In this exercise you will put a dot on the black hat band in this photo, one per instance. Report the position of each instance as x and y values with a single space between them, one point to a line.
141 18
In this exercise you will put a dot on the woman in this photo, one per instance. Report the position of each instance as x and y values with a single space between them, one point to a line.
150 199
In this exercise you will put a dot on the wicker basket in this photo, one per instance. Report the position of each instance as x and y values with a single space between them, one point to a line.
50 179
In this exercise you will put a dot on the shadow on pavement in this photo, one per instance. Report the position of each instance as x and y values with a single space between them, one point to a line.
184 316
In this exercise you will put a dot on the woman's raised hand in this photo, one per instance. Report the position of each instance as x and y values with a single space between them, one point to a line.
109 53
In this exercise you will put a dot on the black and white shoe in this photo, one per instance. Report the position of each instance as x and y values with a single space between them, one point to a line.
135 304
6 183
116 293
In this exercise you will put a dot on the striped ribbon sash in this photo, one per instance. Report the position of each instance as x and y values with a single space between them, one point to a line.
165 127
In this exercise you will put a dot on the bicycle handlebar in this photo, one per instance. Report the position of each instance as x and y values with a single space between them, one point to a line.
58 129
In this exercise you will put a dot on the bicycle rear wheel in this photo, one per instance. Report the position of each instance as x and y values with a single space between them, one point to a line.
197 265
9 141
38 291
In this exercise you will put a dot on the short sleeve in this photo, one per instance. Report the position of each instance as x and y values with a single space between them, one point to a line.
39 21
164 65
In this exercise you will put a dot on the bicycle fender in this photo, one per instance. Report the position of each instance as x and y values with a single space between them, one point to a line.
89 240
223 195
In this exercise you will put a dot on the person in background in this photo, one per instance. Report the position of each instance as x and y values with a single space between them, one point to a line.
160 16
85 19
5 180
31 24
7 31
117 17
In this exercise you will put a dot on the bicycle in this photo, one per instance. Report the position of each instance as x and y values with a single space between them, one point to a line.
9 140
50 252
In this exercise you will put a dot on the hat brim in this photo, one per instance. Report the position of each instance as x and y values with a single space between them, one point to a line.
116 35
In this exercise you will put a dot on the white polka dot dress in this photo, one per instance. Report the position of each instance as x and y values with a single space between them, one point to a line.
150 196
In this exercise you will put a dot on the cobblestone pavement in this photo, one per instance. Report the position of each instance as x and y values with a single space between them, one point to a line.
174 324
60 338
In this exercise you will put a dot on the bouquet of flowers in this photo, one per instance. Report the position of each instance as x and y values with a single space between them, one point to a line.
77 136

-------------------------

YOUR GOAL ▸
Could you retype all of the entries exactly, leaving none out?

ANSWER BOX ▸
In this exercise you will put a dot on the black hat band in this photo, one per instance. Report the position of each instance as x and y values with a single space between them, one point to a line.
141 18
In this exercise you will put a dot on the woman in this photo, one per instance. Report the position of each instance as x and y values with a single space between them, one point to a line.
150 199
In this exercise you will put a dot on the wicker basket in this photo, one per instance. Report the position of each instance as x and y values with a single space between them, one point to a line.
50 179
In this exercise you will put a dot on the shadow on pavement in this photo, one per instance. Report the position of each instance as x and y values with a single space between them, one point to a line.
184 316
In this exercise you will put a dot on the woman's raised hand in this photo, one per instance. Report the position of each instance as x and y values with a single space between them, one point to a line.
109 53
In this exercise you will put a dot on the black and white shoe in this photo, one per instance. Report the position of each instance as x and y values with a single space between them, one point to a line.
135 304
6 183
116 293
In this exercise you will put a dot on the striped ribbon sash in this photo, one per instance. Report the position of each instance as x and y values with a single space between them, one point to a line.
165 127
In this exercise you will put a dot on the bicycle handlebar in this photo, one per instance. Report the position of each instance as x and y values with a single space between them, one point to a line.
58 129
In this exercise you will put a dot on the bicycle rear wheel in this photo, one per instance. Report the position of each instance as x and y values with a single space between them, one point to a line.
197 265
9 141
38 291
In this exercise you will put a dot on the short sleeve in this photo, one per instance. Report the position of each instance as x and y values with a single space between them, one point to a line.
39 21
164 65
In this exercise you will put a dot on the bicycle fender in this photo, one per instance. Report the position of each instance as x and y values with a single space between them, one point to a line.
89 240
223 195
In this exercise you will put a dot on the person in background in this photo, one per instance. Report the position of each instance as x and y values with a single space between them, one point to a line.
160 16
85 19
5 180
31 24
7 31
117 17
In this exercise you will put a dot on the bicycle in this photo, one per instance. Report the position of each instance as x and y values with a single space between them, one point to a line.
9 140
50 252
In this exercise you will put a dot on the hat brim in this photo, one per instance. Report the position of each instance as x and y values with a single space between them, one point to a line.
116 35
In this exercise you will put a dot on the white polka dot dress in this photo, one per instance. Report the position of each instance as x and y values with a single space between them, one point to a line.
150 196
In this exercise you will put a dot on the cobblestone pavement in this photo, one per instance. Report the position of each instance as x and y values with a single space between them, one point to a line.
174 324
60 338
In this exercise you will put a dot on the bouquet of flowers in this photo, one per instance. Report the position of each instance as x and y values with a single space between them, one point to a line.
77 136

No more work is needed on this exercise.